Perbedaan antara “Jihadis” Suriah dengan Pejuang Palestina

Foto di bagian kiri merupakan bendera "jihadis" FSA Suriah (alias teroris). Sementara foto di bagian kanan merupakan bendera Palestina. (Istimewa)

Oleh: Dina Sulaeman*

Masih banyak yang berusaha mencampuradukkan antara “jihadis” (alias teroris) Suriah dengan gerakan perjuangan kemerdekaan di Palestina. Saya akan jelaskan dengan singkat.

Pertama, tahun 2012, beberapa faksi di Suriah, mulai angkat senjata untuk menggulingkan Presiden Assad. Alasan yang mereka pakai untuk menggalang dukungan: “Assad itu Syiah yang membantai Sunni.” Jelas ini hoaks, tapi sangat banyak yang percaya.

Kedua, siapa saja yang angkat senjata? Ikhwanul Muslimin (IM) Suriah, Hizbut Tahrir Suriah (ini berdasarkan klaim HT Indonesia/HTI; saat saya ke Suriah dan mewawancarai beberapa tokoh, mereka tidak tahu bahwa ada HT di Suriah), Al Qaida Suriah (Jabhah Al Nusra), dan sejak 2013, muncul ISIS (ISIS ini “cucu” Al Qaida, akar ideologinya sama).

Ketiga, IM mendapatkan dukungan dana dari Turki, Qatar, AS, Prancis, Inggris, dll, “markas” mereka ada di Turki, dan membentuk “Free Syrian Army” (FSA). FSA terdiri dari banyak milisi,  salah satunya yang terkenal “Jaysh Al Islam”. Jadi kalau kalian lihat ada netizen, atau ustaz, atau lembaga donasi pernah kibarin bendera FSA, kalian paham ya, afiliasinya ke siapa.

Keempat, Saudi juga mendanai proyek penggulingan Asssad, tapi karena Saudi anti IM, uangnya masuk ke faksi lain, yaitu faksi Al Qaida. Makanya Qatar dan Saudi pernah berantem (putus hubungan diplomatik) karena beda jagoan di lapangan.

####

▶ **Permintaan A**: Ubah seluruh catatan di bawah ini menjadi daftar JSON berisi string, satu string untuk setiap baris, dengan baris kosong dihilangkan. Gambar tidak disertakan dalam jawaban.

####

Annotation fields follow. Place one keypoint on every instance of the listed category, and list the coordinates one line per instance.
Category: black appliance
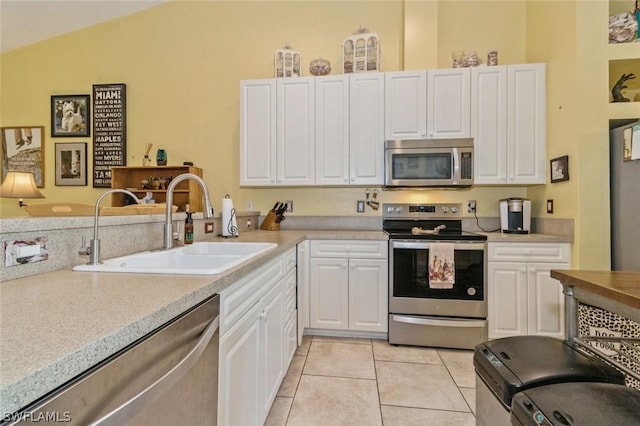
(510, 365)
(585, 404)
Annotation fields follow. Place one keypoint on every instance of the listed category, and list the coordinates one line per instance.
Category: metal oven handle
(423, 244)
(439, 322)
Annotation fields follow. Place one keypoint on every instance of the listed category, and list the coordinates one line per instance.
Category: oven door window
(422, 166)
(411, 275)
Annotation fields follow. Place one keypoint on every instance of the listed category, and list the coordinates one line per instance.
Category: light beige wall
(593, 129)
(481, 26)
(550, 39)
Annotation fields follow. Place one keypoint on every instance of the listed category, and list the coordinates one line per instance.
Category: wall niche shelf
(187, 192)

####

▶ **Permintaan B**: Kembalikan bagian artikel yang diawali dengan kata-kata yang memuat "Pertama, tahun 2012, beberapa" dan diakhiri dengan "banyak yang percaya.", persis seperti dalam teksnya.

▶ **Jawaban Latihan A**:
[
  "Annotation fields follow. Place one keypoint on every instance of the listed category, and list the coordinates one line per instance.",
  "Category: black appliance",
  "(510, 365)",
  "(585, 404)",
  "Annotation fields follow. Place one keypoint on every instance of the listed category, and list the coordinates one line per instance.",
  "Category: metal oven handle",
  "(423, 244)",
  "(439, 322)",
  "Annotation fields follow. Place one keypoint on every instance of the listed category, and list the coordinates one line per instance.",
  "Category: oven door window",
  "(422, 166)",
  "(411, 275)",
  "Annotation fields follow. Place one keypoint on every instance of the listed category, and list the coordinates one line per instance.",
  "Category: light beige wall",
  "(593, 129)",
  "(481, 26)",
  "(550, 39)",
  "Annotation fields follow. Place one keypoint on every instance of the listed category, and list the coordinates one line per instance.",
  "Category: wall niche shelf",
  "(187, 192)"
]

▶ **Jawaban Latihan B**:
Pertama, tahun 2012, beberapa faksi di Suriah, mulai angkat senjata untuk menggulingkan Presiden Assad. Alasan yang mereka pakai untuk menggalang dukungan: “Assad itu Syiah yang membantai Sunni.” Jelas ini hoaks, tapi sangat banyak yang percaya.